Stored items from a collection

________

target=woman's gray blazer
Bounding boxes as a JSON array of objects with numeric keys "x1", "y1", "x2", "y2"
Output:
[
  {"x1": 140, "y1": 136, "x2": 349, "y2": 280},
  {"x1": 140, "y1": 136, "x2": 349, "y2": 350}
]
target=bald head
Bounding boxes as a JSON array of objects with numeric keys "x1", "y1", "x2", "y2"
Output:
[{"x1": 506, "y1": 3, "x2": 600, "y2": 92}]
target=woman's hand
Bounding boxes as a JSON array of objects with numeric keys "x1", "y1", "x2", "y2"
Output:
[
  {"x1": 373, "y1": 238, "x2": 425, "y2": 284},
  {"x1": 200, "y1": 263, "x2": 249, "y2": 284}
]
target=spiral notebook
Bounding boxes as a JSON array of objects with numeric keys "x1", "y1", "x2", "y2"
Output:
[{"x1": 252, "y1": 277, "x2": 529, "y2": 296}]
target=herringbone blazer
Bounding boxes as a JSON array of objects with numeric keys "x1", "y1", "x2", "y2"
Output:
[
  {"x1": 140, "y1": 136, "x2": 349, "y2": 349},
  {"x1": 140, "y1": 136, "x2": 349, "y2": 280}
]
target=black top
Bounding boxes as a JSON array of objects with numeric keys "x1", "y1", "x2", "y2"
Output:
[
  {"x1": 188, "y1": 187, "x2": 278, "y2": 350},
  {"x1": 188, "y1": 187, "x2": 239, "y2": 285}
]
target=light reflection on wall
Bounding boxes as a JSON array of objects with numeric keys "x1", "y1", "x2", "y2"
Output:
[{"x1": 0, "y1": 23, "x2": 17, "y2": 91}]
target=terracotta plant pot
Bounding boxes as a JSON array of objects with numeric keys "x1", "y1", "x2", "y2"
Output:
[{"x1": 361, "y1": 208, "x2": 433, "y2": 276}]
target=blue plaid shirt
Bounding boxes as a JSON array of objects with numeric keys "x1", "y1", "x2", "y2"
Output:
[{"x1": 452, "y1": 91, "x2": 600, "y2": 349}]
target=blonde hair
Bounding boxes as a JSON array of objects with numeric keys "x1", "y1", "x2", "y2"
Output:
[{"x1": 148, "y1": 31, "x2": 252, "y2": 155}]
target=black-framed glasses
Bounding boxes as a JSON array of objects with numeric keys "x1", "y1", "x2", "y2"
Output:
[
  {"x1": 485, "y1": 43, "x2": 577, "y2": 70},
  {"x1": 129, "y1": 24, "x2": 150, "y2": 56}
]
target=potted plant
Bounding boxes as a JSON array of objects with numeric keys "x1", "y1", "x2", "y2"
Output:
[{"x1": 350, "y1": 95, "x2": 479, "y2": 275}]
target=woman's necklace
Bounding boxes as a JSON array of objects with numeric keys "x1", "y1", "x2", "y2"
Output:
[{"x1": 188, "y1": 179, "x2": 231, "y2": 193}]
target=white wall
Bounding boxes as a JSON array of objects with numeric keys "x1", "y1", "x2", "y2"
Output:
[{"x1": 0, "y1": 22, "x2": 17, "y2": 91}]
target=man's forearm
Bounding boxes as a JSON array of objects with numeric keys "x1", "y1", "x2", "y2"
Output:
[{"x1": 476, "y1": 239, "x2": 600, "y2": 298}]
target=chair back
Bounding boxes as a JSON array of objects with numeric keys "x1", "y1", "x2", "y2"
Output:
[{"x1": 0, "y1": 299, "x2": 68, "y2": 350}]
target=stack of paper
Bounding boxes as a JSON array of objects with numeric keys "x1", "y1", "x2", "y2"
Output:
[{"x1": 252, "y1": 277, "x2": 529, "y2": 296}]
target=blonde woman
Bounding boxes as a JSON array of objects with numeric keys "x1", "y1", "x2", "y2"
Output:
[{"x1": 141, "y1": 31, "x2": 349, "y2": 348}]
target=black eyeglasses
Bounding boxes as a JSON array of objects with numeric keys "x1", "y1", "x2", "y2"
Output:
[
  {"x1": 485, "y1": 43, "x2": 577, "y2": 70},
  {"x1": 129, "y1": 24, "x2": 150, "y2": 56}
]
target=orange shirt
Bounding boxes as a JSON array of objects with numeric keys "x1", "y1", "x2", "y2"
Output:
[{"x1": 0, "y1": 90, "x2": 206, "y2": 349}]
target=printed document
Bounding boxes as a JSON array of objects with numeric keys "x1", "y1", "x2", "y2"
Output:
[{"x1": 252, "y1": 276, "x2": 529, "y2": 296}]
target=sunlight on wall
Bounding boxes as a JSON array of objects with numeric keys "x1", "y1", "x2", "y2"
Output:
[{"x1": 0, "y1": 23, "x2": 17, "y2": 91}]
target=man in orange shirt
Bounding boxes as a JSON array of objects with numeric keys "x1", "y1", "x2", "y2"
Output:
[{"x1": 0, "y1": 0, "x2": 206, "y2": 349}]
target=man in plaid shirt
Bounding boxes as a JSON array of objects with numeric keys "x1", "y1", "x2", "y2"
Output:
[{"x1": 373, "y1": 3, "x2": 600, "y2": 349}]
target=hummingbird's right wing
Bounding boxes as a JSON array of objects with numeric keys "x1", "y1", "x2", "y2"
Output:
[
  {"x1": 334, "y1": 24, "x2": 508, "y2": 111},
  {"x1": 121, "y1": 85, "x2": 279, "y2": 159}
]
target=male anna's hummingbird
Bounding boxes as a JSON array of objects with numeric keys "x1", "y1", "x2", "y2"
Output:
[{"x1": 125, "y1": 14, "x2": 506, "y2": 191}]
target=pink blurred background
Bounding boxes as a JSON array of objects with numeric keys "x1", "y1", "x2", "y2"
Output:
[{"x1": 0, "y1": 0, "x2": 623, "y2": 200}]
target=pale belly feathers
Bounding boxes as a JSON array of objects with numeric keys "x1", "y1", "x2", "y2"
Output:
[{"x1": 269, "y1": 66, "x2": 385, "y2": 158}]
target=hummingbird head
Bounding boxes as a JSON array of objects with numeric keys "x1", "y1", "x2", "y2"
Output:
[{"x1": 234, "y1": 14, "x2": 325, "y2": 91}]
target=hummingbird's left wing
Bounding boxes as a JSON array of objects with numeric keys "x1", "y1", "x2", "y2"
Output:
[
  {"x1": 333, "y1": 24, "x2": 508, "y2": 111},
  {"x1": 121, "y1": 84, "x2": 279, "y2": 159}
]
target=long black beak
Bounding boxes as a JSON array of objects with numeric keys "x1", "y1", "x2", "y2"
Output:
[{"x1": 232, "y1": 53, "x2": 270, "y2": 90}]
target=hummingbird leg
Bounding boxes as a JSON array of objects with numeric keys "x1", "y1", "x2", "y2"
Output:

________

What to do
Every record above must be duplicated exactly.

Solution to the problem
target=woman's gray blazer
Bounding boxes as a JSON array of objects with numeric keys "x1", "y1", "x2", "y2"
Output:
[
  {"x1": 140, "y1": 136, "x2": 349, "y2": 280},
  {"x1": 140, "y1": 136, "x2": 349, "y2": 350}
]
target=bald head
Bounding boxes as a JSON array of objects with numeric keys "x1", "y1", "x2", "y2"
Output:
[{"x1": 506, "y1": 3, "x2": 600, "y2": 92}]
target=woman's hand
Bounding boxes as a JSON array of objects with numeric keys "x1", "y1", "x2", "y2"
Output:
[
  {"x1": 373, "y1": 238, "x2": 425, "y2": 284},
  {"x1": 200, "y1": 263, "x2": 249, "y2": 284}
]
target=spiral notebook
Bounding boxes as a JSON array of objects with numeric keys "x1", "y1", "x2", "y2"
Output:
[{"x1": 252, "y1": 277, "x2": 529, "y2": 296}]
target=herringbone blazer
Bounding boxes as a JSON array of objects with numeric keys "x1", "y1", "x2", "y2"
Output:
[
  {"x1": 140, "y1": 136, "x2": 349, "y2": 349},
  {"x1": 140, "y1": 136, "x2": 349, "y2": 280}
]
target=black top
Bounding boxes as a JSON array of objects with numeric keys "x1", "y1", "x2", "y2"
Output:
[
  {"x1": 188, "y1": 187, "x2": 278, "y2": 350},
  {"x1": 188, "y1": 187, "x2": 239, "y2": 285}
]
target=light reflection on wall
Bounding boxes as a JSON array of objects with numeric keys "x1", "y1", "x2", "y2"
Output:
[{"x1": 0, "y1": 23, "x2": 17, "y2": 91}]
target=terracotta plant pot
Bounding boxes as a JSON array of objects with numeric keys "x1", "y1", "x2", "y2"
Output:
[{"x1": 361, "y1": 208, "x2": 433, "y2": 276}]
target=blue plaid shirt
Bounding boxes as a JSON array of objects with numeric keys "x1", "y1", "x2", "y2"
Output:
[{"x1": 452, "y1": 91, "x2": 600, "y2": 349}]
target=blonde hair
Bounding boxes as a JSON array of objects with numeric keys "x1", "y1", "x2", "y2"
Output:
[{"x1": 148, "y1": 31, "x2": 252, "y2": 155}]
target=black-framed glasses
Bounding boxes as a JSON array of objects with numeric keys "x1", "y1", "x2", "y2"
Output:
[
  {"x1": 485, "y1": 43, "x2": 577, "y2": 70},
  {"x1": 129, "y1": 24, "x2": 150, "y2": 56}
]
target=potted plant
Bounding boxes as a JSON array of objects with numeric keys "x1", "y1", "x2", "y2"
Output:
[{"x1": 350, "y1": 95, "x2": 479, "y2": 275}]
target=woman's necklace
Bounding boxes as a JSON array of objects with numeric keys "x1", "y1", "x2", "y2"
Output:
[{"x1": 188, "y1": 179, "x2": 231, "y2": 193}]
target=white wall
Bounding boxes as a JSON array of objects with numeric keys "x1", "y1", "x2", "y2"
Output:
[{"x1": 0, "y1": 22, "x2": 17, "y2": 91}]
target=man's forearm
Bounding boxes as a JSON array of objects with numeric keys "x1", "y1", "x2", "y2"
Output:
[{"x1": 476, "y1": 239, "x2": 600, "y2": 298}]
target=chair back
Bounding boxes as a JSON array of objects with numeric keys "x1", "y1", "x2", "y2"
Output:
[{"x1": 0, "y1": 299, "x2": 68, "y2": 350}]
target=stack of paper
Bounding boxes as a JSON array of objects with numeric keys "x1", "y1", "x2", "y2"
Output:
[{"x1": 252, "y1": 277, "x2": 529, "y2": 296}]
target=blonde woman
Bounding boxes as a JSON array of objects with numeric keys "x1", "y1", "x2", "y2"
Output:
[{"x1": 141, "y1": 31, "x2": 349, "y2": 348}]
target=black eyeglasses
Bounding boxes as a JSON array of objects with numeric keys "x1", "y1", "x2", "y2"
Output:
[
  {"x1": 485, "y1": 43, "x2": 577, "y2": 70},
  {"x1": 129, "y1": 24, "x2": 150, "y2": 56}
]
target=orange shirt
Bounding boxes as a JSON array of objects with numeric keys "x1", "y1", "x2", "y2"
Output:
[{"x1": 0, "y1": 90, "x2": 206, "y2": 349}]
target=printed document
Bounding boxes as a JSON array of objects with numeric keys "x1", "y1", "x2", "y2"
Output:
[{"x1": 252, "y1": 276, "x2": 529, "y2": 296}]
target=sunlight on wall
Bounding boxes as a JSON array of objects with numeric keys "x1", "y1", "x2", "y2"
Output:
[{"x1": 0, "y1": 23, "x2": 17, "y2": 91}]
target=man in orange shirt
Bounding boxes as a JSON array of objects with numeric keys "x1", "y1", "x2", "y2"
Output:
[{"x1": 0, "y1": 0, "x2": 206, "y2": 349}]
target=man in plaid shirt
Bounding boxes as a JSON array of objects with numeric keys "x1", "y1", "x2", "y2"
Output:
[{"x1": 373, "y1": 3, "x2": 600, "y2": 349}]
target=hummingbird's right wing
Bounding boxes as a JSON array of objects with numeric keys "x1", "y1", "x2", "y2"
Output:
[
  {"x1": 334, "y1": 24, "x2": 508, "y2": 111},
  {"x1": 121, "y1": 85, "x2": 279, "y2": 159}
]
target=male anna's hummingbird
Bounding boxes as a JSON array of objects with numeric keys "x1", "y1", "x2", "y2"
Output:
[{"x1": 125, "y1": 14, "x2": 506, "y2": 191}]
target=pink blurred background
Bounding boxes as a JSON array of objects with numeric keys "x1", "y1", "x2", "y2"
Output:
[{"x1": 0, "y1": 0, "x2": 623, "y2": 200}]
target=pale belly feathers
Bounding boxes as a JSON array of objects with numeric keys "x1", "y1", "x2", "y2"
Output:
[{"x1": 269, "y1": 66, "x2": 385, "y2": 158}]
target=hummingbird head
Bounding boxes as a JSON array of objects with numeric keys "x1", "y1", "x2", "y2"
Output:
[{"x1": 234, "y1": 14, "x2": 325, "y2": 91}]
target=hummingbird's left wing
Bounding boxes as a JSON array of objects with numeric keys "x1", "y1", "x2", "y2"
Output:
[
  {"x1": 333, "y1": 24, "x2": 508, "y2": 111},
  {"x1": 121, "y1": 84, "x2": 279, "y2": 159}
]
target=long black beak
Bounding boxes as a JSON array of objects with numeric keys "x1", "y1", "x2", "y2"
Output:
[{"x1": 232, "y1": 53, "x2": 270, "y2": 90}]
target=hummingbird leg
Bounding boxes as a JSON array of objects with numeric keys "x1", "y1", "x2", "y2"
Output:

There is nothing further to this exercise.